Problem details: Identify every line in the records below that contains the word "wooden", and reproduce each one.

Exercise materials:
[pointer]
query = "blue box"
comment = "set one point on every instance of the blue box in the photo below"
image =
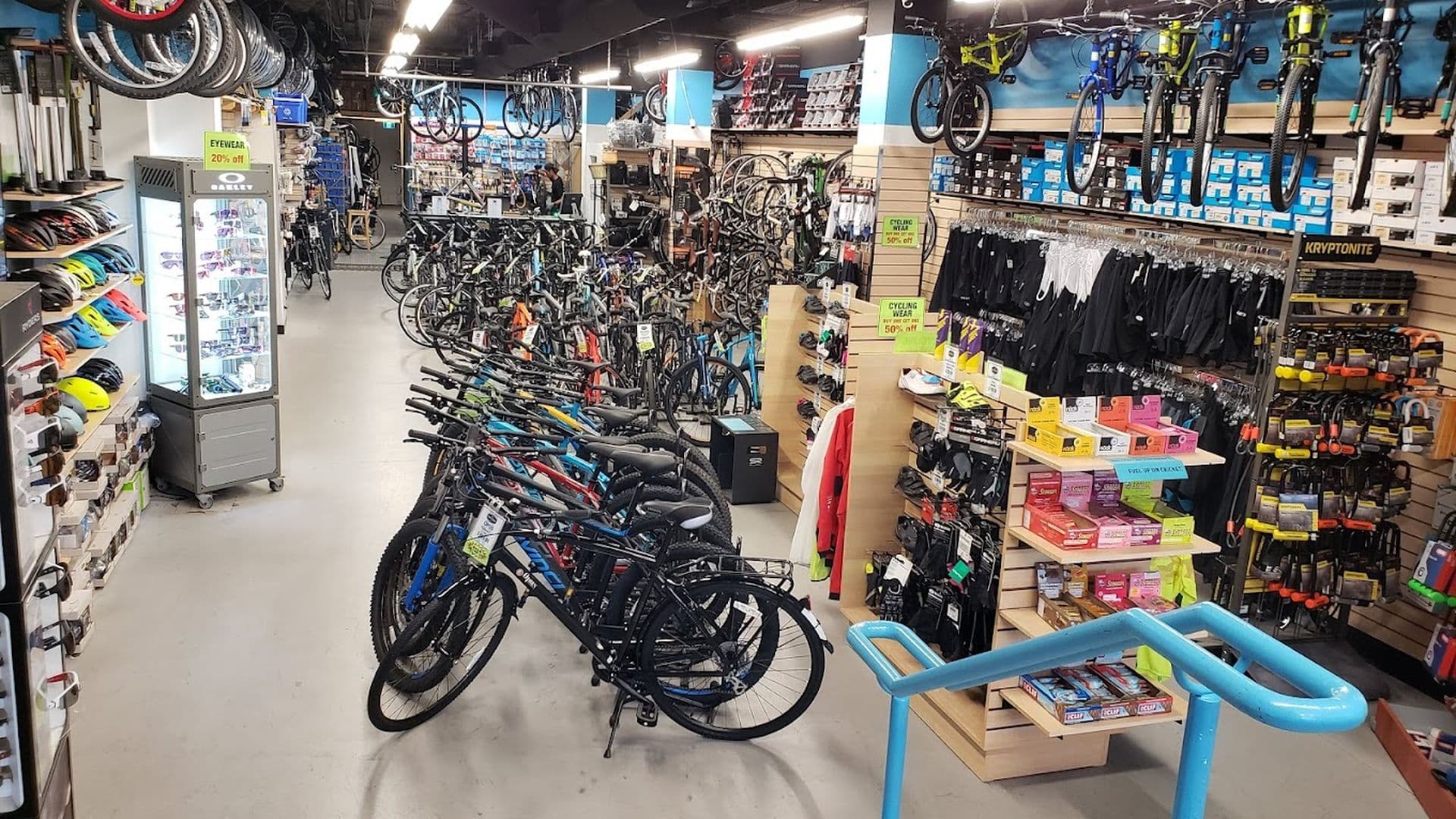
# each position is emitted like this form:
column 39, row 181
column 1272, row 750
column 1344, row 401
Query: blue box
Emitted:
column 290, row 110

--

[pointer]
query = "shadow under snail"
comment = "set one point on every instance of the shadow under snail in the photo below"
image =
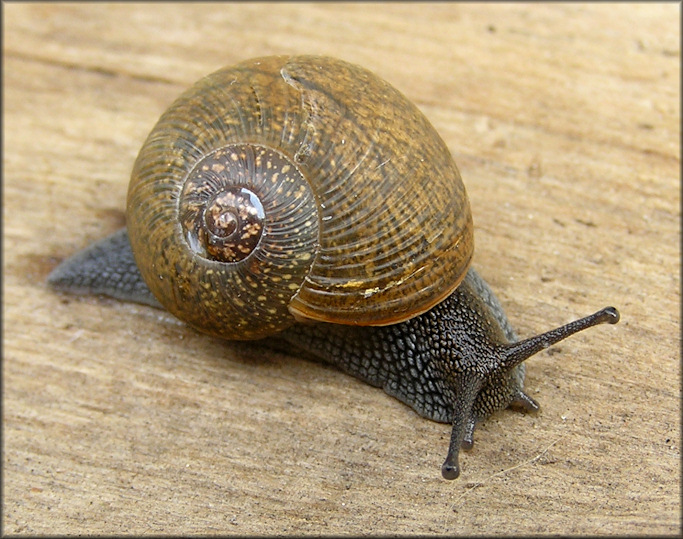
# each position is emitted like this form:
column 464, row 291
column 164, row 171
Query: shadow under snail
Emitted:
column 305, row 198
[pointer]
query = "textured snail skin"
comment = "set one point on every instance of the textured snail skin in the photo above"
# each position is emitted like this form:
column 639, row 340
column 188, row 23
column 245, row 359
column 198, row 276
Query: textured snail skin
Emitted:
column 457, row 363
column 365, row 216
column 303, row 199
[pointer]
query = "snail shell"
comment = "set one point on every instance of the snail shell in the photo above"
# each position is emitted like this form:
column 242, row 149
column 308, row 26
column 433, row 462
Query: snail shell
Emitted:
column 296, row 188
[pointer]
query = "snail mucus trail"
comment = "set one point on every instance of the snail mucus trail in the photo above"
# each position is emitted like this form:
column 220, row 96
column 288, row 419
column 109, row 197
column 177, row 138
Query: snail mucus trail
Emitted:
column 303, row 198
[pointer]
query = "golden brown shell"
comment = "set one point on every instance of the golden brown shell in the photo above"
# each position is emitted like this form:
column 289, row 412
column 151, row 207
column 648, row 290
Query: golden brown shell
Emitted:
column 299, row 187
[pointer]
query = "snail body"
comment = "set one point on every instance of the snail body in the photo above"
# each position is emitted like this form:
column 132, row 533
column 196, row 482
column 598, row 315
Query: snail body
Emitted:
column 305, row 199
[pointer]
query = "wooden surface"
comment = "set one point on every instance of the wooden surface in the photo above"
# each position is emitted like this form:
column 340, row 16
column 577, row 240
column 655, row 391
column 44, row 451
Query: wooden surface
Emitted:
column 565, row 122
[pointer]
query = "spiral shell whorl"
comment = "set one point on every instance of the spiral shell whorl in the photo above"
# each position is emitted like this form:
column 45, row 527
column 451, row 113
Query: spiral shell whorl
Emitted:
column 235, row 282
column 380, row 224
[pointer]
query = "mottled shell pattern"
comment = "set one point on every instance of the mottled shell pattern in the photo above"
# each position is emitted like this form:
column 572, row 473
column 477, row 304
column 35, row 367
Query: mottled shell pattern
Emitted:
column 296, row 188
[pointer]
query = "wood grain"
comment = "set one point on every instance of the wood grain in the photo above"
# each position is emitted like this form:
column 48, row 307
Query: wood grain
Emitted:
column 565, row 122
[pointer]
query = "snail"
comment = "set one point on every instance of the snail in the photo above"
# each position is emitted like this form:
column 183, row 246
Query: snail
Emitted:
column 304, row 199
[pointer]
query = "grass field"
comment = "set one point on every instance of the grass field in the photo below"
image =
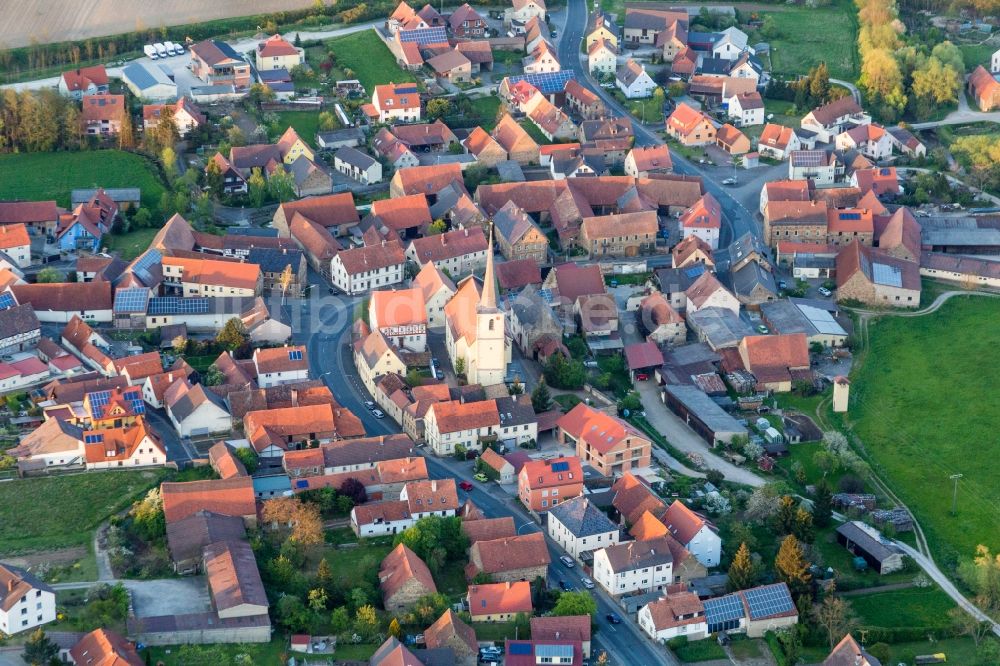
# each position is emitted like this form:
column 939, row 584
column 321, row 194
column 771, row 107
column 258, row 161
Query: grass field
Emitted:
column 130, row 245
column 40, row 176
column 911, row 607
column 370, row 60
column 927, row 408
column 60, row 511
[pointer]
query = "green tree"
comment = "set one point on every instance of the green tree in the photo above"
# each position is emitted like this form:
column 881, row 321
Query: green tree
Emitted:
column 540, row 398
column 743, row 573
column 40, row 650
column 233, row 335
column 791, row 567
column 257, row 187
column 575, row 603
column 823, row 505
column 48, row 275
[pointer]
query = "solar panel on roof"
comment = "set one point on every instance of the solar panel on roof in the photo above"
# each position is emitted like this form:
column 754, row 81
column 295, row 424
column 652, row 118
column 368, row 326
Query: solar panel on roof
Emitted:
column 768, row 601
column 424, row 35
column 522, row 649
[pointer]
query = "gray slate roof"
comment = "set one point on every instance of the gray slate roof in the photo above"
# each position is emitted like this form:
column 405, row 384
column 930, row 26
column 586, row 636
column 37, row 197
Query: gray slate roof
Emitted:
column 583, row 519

Solution below:
query = "wooden surface"
comment = "set one point on every instance of the wooden surface in the photo above"
Query: wooden surface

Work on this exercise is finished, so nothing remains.